◆ **What to produce**
Return, word for word, the part of the records below that begins with the line containing "of the green" and continues through the end of the records, including both ends.

◆ **Location identification records**
+ + +

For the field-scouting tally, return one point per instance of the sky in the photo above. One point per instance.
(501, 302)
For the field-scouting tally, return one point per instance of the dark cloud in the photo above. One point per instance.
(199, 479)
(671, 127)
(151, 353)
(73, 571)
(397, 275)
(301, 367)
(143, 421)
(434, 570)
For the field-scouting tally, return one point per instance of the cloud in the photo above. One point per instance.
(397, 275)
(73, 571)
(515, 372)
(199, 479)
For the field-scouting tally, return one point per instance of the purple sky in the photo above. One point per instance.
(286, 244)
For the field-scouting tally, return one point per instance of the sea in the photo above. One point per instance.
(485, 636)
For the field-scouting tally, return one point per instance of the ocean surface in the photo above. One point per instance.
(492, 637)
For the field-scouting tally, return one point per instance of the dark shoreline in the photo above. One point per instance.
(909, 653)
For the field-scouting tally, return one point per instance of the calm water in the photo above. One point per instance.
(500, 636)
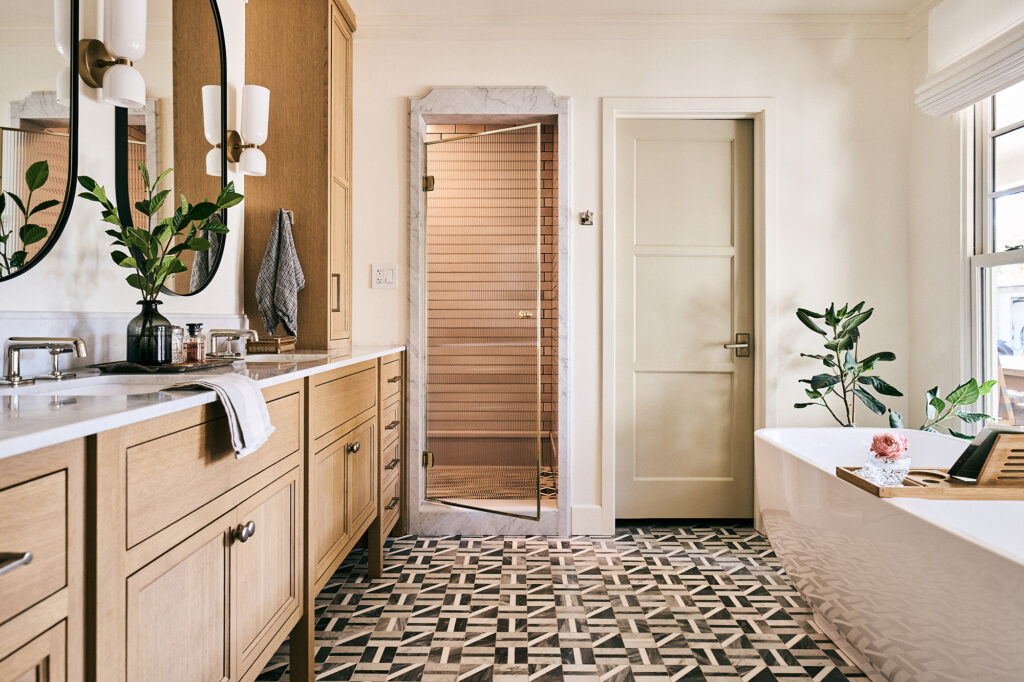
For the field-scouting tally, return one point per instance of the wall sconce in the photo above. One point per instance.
(109, 64)
(243, 148)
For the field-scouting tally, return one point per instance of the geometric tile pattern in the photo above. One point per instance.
(694, 602)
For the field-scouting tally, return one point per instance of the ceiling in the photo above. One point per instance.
(632, 8)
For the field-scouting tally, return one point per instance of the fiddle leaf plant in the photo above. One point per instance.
(154, 252)
(939, 411)
(847, 378)
(29, 232)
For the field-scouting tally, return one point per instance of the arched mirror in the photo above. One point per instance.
(38, 128)
(184, 53)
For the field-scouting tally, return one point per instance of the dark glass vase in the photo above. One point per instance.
(150, 336)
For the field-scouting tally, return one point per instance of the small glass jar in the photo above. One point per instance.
(195, 344)
(177, 345)
(886, 471)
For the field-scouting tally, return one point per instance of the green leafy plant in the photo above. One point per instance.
(847, 378)
(939, 410)
(154, 252)
(29, 232)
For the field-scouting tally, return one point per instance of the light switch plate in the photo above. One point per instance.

+ + +

◆ **Written response**
For the field-scouting tally, return one point per instance of the green leafy plant in the photo above. One point per instance.
(847, 378)
(939, 410)
(154, 252)
(29, 232)
For the field-scouting tally, return one point per instance of the light switch plate in the photo above. One point per instance.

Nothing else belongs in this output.